--- Start of Records supplied ---
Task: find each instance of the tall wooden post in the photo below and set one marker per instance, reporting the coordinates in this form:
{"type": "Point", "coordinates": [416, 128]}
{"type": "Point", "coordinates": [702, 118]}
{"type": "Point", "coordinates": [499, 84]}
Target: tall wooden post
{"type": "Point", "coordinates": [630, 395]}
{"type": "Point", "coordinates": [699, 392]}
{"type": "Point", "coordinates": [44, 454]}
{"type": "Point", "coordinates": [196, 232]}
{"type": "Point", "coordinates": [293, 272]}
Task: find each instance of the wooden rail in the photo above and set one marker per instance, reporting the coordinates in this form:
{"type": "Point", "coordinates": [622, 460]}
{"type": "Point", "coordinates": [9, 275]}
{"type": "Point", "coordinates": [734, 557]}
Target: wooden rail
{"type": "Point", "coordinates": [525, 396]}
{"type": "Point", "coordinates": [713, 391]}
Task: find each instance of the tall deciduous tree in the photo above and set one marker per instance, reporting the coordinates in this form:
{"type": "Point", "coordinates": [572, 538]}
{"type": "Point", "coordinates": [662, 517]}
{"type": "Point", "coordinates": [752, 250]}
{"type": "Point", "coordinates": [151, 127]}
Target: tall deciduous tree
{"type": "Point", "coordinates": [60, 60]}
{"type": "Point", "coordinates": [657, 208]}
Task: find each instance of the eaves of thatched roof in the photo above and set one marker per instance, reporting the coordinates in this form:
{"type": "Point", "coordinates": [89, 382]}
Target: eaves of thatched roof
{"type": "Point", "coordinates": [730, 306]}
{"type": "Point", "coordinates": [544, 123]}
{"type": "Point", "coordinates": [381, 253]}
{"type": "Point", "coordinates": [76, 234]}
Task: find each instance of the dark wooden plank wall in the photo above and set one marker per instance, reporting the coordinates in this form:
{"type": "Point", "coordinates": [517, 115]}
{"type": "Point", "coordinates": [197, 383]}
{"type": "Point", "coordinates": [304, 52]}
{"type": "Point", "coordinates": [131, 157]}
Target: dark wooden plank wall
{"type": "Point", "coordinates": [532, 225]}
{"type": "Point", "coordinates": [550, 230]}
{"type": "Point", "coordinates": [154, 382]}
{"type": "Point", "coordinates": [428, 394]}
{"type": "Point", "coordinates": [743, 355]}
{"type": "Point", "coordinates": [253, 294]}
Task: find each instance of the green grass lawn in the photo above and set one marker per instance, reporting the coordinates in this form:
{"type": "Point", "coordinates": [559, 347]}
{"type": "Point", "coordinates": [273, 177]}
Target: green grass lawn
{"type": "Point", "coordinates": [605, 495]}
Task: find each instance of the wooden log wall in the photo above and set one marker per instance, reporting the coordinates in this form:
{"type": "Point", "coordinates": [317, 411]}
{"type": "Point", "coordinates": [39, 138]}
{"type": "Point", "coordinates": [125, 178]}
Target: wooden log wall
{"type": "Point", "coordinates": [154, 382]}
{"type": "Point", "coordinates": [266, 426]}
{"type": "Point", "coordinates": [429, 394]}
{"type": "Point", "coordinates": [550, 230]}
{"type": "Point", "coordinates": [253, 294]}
--- End of Records supplied ---
--- Start of Records supplied ---
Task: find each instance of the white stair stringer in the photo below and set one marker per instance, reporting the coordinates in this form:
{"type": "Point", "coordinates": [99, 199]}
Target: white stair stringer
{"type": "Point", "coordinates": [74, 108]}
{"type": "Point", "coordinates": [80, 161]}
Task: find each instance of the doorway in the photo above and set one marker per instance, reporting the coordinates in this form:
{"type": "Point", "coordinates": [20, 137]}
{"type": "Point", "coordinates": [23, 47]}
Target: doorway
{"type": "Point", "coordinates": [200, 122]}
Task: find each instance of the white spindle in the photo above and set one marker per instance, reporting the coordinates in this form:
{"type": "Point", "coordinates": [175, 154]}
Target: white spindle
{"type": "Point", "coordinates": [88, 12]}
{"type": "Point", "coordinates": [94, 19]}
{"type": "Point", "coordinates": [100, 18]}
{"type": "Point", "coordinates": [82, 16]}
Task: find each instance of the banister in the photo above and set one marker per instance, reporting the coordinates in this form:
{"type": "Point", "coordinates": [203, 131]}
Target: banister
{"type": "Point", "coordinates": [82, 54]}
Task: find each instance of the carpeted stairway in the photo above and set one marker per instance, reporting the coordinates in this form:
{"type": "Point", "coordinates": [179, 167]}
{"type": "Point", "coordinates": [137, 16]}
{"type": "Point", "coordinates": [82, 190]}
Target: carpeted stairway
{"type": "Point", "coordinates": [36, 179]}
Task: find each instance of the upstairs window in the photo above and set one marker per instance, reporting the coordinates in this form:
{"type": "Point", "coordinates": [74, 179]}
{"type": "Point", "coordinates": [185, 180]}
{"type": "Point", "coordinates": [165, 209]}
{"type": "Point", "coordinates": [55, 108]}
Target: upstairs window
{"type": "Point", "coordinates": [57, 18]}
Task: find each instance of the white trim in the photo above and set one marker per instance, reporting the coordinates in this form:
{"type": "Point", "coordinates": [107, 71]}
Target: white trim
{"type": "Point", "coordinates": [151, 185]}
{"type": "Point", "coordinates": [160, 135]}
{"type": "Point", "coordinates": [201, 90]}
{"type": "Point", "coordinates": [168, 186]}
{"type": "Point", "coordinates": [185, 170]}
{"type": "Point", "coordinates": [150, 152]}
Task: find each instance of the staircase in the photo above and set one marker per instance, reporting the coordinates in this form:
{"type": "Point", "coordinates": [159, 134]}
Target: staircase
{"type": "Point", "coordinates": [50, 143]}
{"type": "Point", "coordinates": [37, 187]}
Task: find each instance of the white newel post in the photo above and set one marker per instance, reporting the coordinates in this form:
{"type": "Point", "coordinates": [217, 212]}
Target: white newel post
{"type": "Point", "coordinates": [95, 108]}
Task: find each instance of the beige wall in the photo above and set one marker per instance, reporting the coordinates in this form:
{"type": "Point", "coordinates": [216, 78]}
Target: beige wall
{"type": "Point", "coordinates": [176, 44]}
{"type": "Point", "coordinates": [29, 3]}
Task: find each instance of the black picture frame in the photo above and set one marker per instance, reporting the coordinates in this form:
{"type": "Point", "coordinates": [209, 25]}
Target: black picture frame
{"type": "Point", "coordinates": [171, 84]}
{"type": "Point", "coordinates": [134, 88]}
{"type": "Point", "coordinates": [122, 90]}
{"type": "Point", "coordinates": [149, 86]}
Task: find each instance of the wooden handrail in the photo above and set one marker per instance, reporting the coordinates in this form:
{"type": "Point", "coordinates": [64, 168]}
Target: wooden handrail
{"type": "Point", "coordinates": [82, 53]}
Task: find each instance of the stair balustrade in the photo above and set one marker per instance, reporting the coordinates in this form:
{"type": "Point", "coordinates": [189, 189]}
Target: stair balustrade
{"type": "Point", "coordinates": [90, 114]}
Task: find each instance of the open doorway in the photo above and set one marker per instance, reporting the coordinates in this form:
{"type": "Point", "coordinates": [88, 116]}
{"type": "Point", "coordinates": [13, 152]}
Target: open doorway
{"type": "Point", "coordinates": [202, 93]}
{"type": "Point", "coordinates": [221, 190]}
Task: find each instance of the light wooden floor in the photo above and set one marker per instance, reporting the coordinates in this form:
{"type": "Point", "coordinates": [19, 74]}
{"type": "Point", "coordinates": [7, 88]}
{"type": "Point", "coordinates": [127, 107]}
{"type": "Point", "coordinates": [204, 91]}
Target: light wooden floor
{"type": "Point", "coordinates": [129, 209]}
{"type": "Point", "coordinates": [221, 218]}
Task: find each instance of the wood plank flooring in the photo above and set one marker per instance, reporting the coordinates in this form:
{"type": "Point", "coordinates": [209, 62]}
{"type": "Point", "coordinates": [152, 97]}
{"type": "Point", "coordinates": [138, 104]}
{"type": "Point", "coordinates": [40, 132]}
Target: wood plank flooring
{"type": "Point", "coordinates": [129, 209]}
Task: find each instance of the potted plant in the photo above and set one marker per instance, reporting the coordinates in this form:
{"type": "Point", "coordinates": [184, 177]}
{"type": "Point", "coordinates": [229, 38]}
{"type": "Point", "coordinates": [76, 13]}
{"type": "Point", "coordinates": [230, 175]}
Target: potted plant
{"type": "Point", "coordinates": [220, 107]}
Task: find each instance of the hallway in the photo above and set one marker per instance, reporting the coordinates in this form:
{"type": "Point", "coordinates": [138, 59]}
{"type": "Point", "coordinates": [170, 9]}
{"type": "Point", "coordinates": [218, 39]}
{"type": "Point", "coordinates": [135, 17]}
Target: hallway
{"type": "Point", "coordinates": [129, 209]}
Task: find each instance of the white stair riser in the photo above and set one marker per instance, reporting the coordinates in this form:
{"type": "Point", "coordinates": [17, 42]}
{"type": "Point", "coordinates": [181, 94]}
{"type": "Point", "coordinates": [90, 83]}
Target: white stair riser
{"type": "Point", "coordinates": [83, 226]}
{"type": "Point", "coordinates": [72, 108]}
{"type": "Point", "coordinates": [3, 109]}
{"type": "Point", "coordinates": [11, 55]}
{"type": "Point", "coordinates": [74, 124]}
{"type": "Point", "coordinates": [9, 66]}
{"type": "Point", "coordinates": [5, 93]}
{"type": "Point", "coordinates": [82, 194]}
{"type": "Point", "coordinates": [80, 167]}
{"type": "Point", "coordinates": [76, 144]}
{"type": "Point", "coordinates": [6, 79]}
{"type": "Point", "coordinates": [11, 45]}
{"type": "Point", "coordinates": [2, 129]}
--- End of Records supplied ---
• _Required work_: How many lines in the rows above contain the word "spindle"? Reply with the number alone.

• _Task response_: 2